- **GIVEN INSTRUCTION**
List every line of the items below that contains the string "katydid", copying each such line in full. Matching is case-sensitive.

- **AVAILABLE RECORDS**
====

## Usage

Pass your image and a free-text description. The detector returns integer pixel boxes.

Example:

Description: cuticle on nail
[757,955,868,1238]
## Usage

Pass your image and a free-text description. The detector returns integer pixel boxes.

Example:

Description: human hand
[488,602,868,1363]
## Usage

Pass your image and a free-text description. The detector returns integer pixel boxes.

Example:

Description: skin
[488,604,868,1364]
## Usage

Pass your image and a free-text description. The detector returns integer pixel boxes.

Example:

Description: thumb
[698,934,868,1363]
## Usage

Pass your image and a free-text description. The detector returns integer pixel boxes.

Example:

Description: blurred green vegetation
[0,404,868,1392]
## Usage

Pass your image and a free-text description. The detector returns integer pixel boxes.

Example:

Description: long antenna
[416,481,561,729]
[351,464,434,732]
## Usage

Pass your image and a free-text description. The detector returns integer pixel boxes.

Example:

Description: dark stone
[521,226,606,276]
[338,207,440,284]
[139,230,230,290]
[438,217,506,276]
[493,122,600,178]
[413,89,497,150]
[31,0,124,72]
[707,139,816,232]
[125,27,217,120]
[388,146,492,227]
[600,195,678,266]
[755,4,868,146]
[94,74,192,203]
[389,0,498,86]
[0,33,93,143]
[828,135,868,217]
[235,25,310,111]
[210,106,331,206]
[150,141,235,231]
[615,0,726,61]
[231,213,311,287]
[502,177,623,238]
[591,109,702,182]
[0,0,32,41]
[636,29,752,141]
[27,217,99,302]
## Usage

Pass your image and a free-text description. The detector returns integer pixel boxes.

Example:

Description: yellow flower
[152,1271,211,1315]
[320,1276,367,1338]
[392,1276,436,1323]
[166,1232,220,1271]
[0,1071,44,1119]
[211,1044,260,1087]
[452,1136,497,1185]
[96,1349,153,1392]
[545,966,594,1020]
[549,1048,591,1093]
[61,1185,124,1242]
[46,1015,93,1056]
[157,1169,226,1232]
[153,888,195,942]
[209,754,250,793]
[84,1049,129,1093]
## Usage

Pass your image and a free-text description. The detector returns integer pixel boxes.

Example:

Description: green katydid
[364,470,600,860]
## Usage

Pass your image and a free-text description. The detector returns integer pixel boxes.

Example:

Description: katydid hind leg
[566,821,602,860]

====

- **RESPONSE TO THE EXERCISE**
Description: green katydid
Description: katydid hind leg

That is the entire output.